*Records supplied*.
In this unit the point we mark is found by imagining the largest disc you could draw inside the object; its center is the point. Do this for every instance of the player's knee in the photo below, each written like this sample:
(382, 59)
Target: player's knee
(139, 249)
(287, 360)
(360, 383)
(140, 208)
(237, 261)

*Work required*. Copy out the material above, line for line, with no changes at all.

*Solution for this task*.
In this unit the point we mark is found by imagining the largest disc you could draw inside the object; its center is the point. Do this for every instance of the player's knee in the photo below, each written like this sample:
(382, 59)
Target: player's knee
(139, 249)
(287, 360)
(360, 383)
(140, 208)
(237, 261)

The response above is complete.